• 出典:
○ ○ ○ ○
ショスタコーヴィチの時代 ㉚
1944のピアノ三重奏曲第2番と、弦楽四重奏曲第2番の作曲初演のあと、独ソ戦は勝利に終わり、平和が訪れます。その勝利を祝って作曲されたのが、交響曲第9番ということになります。実際作品はそう単純なものとは言えず、ショスタコーヴィチの周辺に新たな火種を起こすこととなりました。
【CDについて】
作曲:ショスタコーヴィチ
曲名:交響曲第9番変ホ長調 op70 (27:53)
交響曲第10番ホ短調 op93 (48:09)
演奏:クルツ指揮(op70)、ミトロプーロス指揮(op93)
ニューヨーク・フィルハーモニック
録音:1949年(op70)、1954年(op93) MONO
CD:MPK 45698(レーベル:CBS)
【曲と演奏について】
大戦中に第7番と第8番の二曲の交響曲を作曲したショスタコーヴィチに対して、終戦、勝利という時期となると、それを祝う第9交響曲への期待が高まってきます。ショスタコーヴィチも大規模な合唱交響曲を作曲していることを公言。第9番という記念碑的な番号であったこともあり、周囲の期待は最高潮に達しました。そんな中で公開されたのは、新古典的で軽妙洒脱なこの交響曲です。特に政府は肩透かしを食らわされたと感じ、これが遠因となって、ジダーノフ批判に発展することとなります。
実際にショスタコーヴィチは大規模な作品の作曲に着手はしましたが、それらは放棄され、その一部は他の作品に転用されました。元の曲の断片は存在も発見され、録音もされていますが、現状の第9番は全く異なる音楽なのだそうです。(まだ、聴いていません)
さて、このCDには第9番と第10番の2曲が収録されていますが、この2曲は作曲年代も大きく異なるものであり、第10番の方は、またいずれ記事を書くとして、今回はさらっと聴いてみます。第9番は、バレエ音楽で有名になったエフレム・クルツの演奏で、作曲後4年経過した、1949年のものです。作曲後あまり時間が経過していないこともあり、原曲をストレートに表現したものだと思います。各パートが丁寧に表現された、しっかりした演奏でもあり、2012年にやっと日本でも発売されました。
第一楽章は、若き日のショスタコーヴィチがよく作曲していたバレエ音楽などの軽妙さを思わせます。このタイプの音楽は、交響曲のような看板曲への挿入は行われていなかったと思いますが、ここではストレートに登場します。過去への回顧か、あるいは「プラウダ批判」でもボルトなどの西洋かぶれした曲の転用がやり玉に挙がっていたこともあり、このタイミングで出してくるのはどういうことかなどと、意味を考えてしまいます。第二楽章はクラリネットのソロがとても憂鬱です。対して低弦に現れる音が不気味に暗雲のように曲を覆っていきます。この音楽は一つのポイントになりますね。
○ ○ ○ ○
• 提供情報:

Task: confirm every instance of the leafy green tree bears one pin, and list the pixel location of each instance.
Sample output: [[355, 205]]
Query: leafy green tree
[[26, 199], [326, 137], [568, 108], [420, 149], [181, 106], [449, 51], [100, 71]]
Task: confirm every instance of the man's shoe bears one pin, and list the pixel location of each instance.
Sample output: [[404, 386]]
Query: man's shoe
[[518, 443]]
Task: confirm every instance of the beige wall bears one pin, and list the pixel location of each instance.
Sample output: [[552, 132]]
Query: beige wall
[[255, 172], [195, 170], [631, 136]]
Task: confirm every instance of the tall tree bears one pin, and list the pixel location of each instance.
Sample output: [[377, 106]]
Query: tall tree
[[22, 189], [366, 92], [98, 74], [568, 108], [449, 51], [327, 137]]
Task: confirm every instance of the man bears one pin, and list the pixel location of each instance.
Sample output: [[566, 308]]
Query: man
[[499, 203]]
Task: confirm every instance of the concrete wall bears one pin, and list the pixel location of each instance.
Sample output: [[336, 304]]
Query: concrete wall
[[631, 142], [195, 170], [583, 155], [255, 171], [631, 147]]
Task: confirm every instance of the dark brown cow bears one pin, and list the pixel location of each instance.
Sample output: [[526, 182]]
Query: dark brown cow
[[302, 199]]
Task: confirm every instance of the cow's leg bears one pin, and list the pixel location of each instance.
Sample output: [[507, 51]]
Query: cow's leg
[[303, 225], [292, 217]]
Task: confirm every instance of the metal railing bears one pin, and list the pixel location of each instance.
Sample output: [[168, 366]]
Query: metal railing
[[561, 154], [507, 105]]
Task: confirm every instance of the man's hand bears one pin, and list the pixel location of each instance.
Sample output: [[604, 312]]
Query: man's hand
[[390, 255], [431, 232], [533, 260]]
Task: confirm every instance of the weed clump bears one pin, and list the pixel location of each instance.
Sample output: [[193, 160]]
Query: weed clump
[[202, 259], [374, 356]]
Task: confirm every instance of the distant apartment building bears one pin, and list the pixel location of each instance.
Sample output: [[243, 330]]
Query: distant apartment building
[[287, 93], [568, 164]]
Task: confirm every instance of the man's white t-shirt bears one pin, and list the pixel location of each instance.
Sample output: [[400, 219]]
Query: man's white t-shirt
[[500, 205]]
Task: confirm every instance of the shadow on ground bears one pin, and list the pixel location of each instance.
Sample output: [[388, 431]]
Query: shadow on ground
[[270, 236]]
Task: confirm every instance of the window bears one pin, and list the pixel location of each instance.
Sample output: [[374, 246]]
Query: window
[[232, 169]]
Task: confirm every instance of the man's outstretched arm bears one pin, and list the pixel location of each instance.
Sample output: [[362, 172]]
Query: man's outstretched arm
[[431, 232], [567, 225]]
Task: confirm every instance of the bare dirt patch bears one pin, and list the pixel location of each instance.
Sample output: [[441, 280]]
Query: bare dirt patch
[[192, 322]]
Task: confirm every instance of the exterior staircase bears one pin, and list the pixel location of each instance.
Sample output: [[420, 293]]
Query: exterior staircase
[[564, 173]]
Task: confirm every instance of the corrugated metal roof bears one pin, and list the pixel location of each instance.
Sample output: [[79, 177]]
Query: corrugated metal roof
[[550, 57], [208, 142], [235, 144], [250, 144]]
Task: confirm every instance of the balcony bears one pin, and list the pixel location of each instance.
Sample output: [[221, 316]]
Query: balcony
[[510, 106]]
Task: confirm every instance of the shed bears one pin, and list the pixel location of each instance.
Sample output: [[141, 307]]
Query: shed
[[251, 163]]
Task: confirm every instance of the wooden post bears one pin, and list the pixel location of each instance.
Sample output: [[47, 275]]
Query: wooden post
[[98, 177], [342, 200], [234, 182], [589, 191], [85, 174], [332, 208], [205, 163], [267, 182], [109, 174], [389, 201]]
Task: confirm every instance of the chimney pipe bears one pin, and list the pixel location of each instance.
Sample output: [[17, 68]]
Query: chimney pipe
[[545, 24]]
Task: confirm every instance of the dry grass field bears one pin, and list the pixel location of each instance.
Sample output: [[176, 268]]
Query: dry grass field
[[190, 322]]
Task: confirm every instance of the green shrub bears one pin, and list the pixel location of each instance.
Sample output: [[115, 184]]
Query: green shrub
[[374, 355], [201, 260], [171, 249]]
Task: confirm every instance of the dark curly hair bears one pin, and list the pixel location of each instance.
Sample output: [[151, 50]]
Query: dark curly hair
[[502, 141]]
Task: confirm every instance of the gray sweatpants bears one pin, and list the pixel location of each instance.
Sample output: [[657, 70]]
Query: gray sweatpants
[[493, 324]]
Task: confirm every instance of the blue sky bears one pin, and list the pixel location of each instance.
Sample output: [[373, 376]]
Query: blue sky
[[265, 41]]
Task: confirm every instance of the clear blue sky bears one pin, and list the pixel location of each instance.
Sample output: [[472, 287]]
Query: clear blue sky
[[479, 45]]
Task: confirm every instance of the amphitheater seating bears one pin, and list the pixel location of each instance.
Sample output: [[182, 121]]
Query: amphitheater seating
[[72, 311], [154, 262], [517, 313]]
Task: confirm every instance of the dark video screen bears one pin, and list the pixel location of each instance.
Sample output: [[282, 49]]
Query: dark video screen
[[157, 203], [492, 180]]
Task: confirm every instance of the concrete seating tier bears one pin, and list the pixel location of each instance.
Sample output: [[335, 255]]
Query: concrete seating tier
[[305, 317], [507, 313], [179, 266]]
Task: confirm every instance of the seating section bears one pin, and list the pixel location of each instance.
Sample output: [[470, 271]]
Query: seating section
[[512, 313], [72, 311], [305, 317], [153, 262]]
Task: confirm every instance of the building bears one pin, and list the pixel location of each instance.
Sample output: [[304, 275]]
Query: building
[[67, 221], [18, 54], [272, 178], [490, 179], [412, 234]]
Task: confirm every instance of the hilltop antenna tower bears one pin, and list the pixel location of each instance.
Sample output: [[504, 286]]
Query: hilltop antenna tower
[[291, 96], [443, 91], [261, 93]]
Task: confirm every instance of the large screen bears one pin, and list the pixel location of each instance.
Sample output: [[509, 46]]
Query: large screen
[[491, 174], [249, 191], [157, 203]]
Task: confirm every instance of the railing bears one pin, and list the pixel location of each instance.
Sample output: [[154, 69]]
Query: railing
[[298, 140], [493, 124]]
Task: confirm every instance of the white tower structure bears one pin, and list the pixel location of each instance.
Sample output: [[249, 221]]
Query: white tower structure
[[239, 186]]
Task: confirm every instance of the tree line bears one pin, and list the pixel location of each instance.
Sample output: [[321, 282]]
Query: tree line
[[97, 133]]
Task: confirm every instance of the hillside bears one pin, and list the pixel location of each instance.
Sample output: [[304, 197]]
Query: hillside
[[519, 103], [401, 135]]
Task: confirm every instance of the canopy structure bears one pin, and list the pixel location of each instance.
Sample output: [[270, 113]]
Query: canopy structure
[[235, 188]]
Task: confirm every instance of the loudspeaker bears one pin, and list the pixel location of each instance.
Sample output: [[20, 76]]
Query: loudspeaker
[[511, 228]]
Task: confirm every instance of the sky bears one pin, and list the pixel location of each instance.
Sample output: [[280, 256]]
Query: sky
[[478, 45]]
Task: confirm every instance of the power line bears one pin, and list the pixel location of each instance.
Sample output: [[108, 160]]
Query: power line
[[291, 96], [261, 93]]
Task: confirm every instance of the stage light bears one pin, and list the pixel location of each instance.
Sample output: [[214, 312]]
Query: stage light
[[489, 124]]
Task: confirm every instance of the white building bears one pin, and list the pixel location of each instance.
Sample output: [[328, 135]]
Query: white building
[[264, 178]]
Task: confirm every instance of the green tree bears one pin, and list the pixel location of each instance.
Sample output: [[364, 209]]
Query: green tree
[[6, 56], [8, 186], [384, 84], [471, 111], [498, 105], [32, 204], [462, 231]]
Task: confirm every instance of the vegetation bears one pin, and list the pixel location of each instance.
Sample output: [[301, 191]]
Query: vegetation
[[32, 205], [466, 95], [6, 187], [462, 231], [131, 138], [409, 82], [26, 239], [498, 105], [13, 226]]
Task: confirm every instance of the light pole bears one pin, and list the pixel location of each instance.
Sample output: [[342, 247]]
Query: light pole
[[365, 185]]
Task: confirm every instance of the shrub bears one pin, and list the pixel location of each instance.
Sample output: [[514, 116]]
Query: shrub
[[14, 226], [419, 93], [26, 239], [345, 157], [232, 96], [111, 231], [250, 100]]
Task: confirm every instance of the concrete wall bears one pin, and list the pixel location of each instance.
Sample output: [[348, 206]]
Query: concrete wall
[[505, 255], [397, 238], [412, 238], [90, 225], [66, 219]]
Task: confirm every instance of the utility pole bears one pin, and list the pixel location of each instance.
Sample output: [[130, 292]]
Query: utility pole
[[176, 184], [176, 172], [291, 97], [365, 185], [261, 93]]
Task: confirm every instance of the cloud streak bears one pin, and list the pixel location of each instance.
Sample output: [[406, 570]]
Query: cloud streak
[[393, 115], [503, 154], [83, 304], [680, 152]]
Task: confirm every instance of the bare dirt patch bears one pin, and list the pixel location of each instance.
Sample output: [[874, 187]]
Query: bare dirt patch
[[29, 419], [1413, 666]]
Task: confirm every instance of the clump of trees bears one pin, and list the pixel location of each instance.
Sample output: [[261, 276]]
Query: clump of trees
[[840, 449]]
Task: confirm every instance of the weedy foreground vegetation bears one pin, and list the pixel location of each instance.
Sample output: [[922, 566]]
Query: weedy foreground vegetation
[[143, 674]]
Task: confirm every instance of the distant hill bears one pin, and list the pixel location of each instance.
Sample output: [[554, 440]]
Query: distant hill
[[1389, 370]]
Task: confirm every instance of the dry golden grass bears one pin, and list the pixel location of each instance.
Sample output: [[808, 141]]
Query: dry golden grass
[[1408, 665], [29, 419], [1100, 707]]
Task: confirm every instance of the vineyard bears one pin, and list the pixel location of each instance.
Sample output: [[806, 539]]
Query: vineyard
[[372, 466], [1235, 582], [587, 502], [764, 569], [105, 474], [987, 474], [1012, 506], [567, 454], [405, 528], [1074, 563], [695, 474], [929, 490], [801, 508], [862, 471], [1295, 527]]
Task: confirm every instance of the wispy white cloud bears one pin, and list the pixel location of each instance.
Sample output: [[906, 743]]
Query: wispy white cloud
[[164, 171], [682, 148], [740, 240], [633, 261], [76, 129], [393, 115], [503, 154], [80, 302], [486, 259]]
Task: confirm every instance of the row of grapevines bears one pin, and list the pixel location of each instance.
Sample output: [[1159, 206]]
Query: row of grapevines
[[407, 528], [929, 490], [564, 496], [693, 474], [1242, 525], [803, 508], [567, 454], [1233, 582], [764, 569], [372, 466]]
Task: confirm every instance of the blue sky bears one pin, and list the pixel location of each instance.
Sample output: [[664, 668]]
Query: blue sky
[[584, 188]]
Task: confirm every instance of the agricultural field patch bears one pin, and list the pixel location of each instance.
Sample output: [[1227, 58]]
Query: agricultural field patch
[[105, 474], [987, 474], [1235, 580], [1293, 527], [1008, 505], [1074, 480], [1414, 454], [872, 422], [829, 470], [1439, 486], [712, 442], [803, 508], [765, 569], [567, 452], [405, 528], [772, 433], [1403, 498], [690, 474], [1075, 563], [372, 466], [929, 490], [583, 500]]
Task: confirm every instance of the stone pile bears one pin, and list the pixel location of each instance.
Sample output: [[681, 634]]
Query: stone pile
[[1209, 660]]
○ ○ ○ ○
• 課題: 出典に登場するショスタコーヴィチの交響曲を、番号で漏れなく列挙せよ。 一覧は参照しなくても差し支えありません。

• 出力結果: 交響曲第7番、交響曲第8番、交響曲第9番、交響曲第10番